> **Source records**:
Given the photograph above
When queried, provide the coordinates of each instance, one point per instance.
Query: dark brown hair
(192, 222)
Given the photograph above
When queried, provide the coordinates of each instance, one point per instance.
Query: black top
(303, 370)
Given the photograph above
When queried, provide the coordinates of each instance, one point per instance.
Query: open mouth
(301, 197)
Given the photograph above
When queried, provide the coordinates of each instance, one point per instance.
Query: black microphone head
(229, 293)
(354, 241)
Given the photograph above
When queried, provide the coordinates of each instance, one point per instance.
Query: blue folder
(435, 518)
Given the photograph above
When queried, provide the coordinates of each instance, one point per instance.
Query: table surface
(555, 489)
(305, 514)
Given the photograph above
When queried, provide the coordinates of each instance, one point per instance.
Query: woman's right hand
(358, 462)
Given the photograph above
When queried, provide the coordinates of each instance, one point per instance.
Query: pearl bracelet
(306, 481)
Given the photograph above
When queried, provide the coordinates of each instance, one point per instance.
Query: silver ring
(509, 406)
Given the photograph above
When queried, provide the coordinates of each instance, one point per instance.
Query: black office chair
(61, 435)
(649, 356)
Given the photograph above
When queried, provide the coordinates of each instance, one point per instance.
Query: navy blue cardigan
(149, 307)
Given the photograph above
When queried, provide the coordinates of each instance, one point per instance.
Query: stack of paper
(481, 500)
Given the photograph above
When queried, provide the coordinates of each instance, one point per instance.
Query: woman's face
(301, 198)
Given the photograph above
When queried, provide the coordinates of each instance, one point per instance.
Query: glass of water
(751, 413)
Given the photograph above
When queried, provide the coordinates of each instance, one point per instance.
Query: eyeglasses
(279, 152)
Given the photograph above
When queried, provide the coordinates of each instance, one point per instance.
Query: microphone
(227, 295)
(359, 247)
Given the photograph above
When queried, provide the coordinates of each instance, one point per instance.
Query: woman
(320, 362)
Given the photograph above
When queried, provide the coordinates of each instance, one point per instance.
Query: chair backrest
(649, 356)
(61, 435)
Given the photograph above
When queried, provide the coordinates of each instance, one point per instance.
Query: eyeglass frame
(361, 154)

> **Prompt**: Would you reproduce the full listing shown above, word for word?

> **Written answer**:
Given the photograph above
When queried, provide the coordinates of each instance, one point per instance.
Query: dark brown hair
(192, 222)
Given the photograph above
When queried, provide the coordinates of each instance, one point per instance.
Query: black top
(303, 370)
Given the photograph above
When queried, provide the coordinates of each instance, one point per instance.
Query: open mouth
(301, 197)
Given the photograph above
When queried, provide the coordinates of each instance, one point per instance.
Query: black microphone head
(229, 293)
(354, 241)
Given the photograph above
When queried, provide the coordinates of each instance, one point per instance.
Query: blue folder
(435, 518)
Given the photograph above
When queried, provide the coordinates of each instance, one point per instance.
Query: table surface
(555, 489)
(305, 514)
Given the photograph above
When queried, provide the coordinates of each instance, one point per instance.
Query: woman's right hand
(358, 462)
Given the photograph above
When queried, provide the coordinates of each instance, one point per instance.
Query: pearl bracelet
(306, 481)
Given the photograph above
When queried, provide the coordinates of each instance, one point per instance.
Query: silver ring
(509, 406)
Given the photograph above
When queried, provide the coordinates of each instance, one point per instance.
Query: black office chair
(61, 435)
(649, 356)
Given the photograph above
When queried, provide the coordinates of each instance, one point per instance.
Query: navy blue cardigan
(149, 307)
Given the photograph above
When queried, provide the coordinates of each instance, one point per instance.
Query: stack of paper
(481, 500)
Given the photograph above
When queried, provide the coordinates of each instance, one point per instance.
Query: woman's face
(301, 198)
Given the photograph above
When queried, provide the coordinates of each instance, one point per instance.
Query: glass of water
(751, 413)
Given the photograph above
When queried, provide the coordinates of each instance, one point per instance.
Query: eyeglasses
(279, 152)
Given the photograph above
When queried, provide the coordinates of each instance, one point per instance.
Query: microphone
(227, 295)
(359, 247)
Given the photograph above
When queried, provide the coordinates of each instance, one point per instance.
Query: woman
(320, 362)
Given the photograph above
When queried, provide the coordinates of each instance, one point per instance.
Query: chair backrest
(649, 356)
(61, 435)
Given the photograph above
When queried, provide the coordinates of each instance, one point per instance.
Query: eyeglass frame
(361, 154)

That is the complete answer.